(RECORDED DATA)
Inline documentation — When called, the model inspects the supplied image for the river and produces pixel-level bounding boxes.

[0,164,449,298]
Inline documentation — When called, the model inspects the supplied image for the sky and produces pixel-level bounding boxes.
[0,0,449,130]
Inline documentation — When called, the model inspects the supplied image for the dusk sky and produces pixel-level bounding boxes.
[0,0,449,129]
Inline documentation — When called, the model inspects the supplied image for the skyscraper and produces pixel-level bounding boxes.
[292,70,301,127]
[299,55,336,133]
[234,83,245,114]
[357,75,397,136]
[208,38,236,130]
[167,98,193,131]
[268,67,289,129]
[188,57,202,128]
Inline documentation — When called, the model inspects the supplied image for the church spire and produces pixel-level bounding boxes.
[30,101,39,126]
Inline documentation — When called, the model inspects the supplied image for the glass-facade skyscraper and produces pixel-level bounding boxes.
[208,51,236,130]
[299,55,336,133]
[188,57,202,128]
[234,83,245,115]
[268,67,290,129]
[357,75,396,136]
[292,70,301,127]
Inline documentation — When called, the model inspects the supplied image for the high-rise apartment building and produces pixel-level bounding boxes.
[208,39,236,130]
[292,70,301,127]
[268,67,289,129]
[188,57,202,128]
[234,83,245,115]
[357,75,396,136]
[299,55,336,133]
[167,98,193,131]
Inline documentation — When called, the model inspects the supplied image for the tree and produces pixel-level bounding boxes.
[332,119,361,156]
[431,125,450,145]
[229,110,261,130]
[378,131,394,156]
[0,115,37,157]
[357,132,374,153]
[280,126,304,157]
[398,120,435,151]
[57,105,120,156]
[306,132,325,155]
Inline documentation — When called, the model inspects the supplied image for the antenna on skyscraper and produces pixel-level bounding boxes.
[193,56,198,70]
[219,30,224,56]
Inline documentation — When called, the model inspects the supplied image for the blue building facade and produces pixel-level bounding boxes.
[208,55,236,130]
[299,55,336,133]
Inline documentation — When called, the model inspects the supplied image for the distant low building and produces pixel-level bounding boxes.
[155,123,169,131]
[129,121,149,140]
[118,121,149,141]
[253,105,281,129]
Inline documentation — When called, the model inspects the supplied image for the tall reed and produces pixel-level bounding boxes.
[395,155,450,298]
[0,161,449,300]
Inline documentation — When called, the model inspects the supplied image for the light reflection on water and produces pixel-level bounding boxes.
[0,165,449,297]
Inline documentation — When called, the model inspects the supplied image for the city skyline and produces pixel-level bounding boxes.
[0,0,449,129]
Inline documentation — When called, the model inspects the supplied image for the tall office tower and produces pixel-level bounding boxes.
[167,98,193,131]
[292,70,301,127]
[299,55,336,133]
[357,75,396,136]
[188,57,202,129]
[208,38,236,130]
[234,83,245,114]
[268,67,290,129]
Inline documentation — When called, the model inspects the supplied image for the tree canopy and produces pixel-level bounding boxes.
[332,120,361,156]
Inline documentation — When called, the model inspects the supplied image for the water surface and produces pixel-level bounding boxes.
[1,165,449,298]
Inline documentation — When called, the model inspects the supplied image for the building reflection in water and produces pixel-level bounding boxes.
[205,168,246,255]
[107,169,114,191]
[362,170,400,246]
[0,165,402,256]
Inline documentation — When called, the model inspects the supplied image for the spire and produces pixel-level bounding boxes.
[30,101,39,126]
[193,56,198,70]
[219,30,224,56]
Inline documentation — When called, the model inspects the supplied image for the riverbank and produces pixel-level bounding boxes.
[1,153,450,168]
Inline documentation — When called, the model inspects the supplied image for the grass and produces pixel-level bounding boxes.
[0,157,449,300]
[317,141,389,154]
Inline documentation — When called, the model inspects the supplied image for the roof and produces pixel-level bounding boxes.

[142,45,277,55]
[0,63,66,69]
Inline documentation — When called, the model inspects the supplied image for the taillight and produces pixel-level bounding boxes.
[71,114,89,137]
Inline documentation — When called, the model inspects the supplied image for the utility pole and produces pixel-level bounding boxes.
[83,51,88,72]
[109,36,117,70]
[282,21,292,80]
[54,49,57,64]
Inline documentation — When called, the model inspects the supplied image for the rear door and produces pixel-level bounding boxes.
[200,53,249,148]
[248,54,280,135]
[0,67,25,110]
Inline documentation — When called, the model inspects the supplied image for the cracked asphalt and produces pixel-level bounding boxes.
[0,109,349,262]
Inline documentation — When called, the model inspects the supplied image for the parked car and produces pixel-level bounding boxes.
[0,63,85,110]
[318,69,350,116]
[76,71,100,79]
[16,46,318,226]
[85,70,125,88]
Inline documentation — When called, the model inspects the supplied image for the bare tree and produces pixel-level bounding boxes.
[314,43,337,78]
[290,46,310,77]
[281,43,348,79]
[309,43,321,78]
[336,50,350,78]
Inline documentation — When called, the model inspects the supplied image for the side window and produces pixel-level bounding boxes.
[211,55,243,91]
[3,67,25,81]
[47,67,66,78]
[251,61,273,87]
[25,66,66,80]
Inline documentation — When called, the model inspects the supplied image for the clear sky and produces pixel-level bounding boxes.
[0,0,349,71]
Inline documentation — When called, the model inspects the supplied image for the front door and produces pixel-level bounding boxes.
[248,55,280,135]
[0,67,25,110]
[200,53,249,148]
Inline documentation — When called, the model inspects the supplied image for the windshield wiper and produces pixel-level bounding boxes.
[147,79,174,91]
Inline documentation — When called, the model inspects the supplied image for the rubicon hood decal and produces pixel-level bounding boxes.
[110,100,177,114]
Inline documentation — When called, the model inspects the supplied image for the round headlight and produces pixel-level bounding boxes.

(PROBLEM DETAILS) Begin with the line that contains "asphalt and produces pixel-level bounding boxes." and end with the last line of the material above. Set down that range exactly.

(REPLY TO THE EXERCISE)
Inline documentation — When called, the model inspects the supplied image for the cracked asphalt and produces pixel-level bounding boxes.
[0,109,349,262]
Inline documentation — When called, the model inspects the supplied image for the parked car and produces pixel-level bounding boxes.
[0,63,85,110]
[318,69,350,116]
[76,71,100,79]
[16,46,318,226]
[85,70,125,88]
Inline documentation — When called, the model inspects the supplied image for the bare tree and produces pixel-level bounding boxes.
[314,43,337,78]
[290,46,310,77]
[281,43,348,79]
[309,43,321,78]
[336,50,350,78]
Inline documentation — When called, the model inspects the supplied image for the side window and produces pixel-level bounding boxes.
[211,55,243,91]
[3,67,25,81]
[47,67,66,78]
[251,61,273,87]
[25,66,66,80]
Inline documentation — When called, the model inspects the supplied image for the clear sky and produces pixel-level bounding boxes.
[0,0,349,71]
Inline documentation — When called, the model inspects the supplied image for the front door and produces pixel-level bounding boxes.
[248,55,280,135]
[0,67,25,110]
[200,53,249,148]
Inline documentation — When called, the model inspects the supplied image for the windshield wiper and produces pixel-level bounding boxes.
[147,79,174,91]
Inline documentation — When called, the model inspects the supplied image for the rubicon hood decal and produces pixel-level bounding boxes.
[110,100,177,114]
Inline documentation — When called, the model inspects the supplied image for the round headlight and produces pixel-level bounding boxes.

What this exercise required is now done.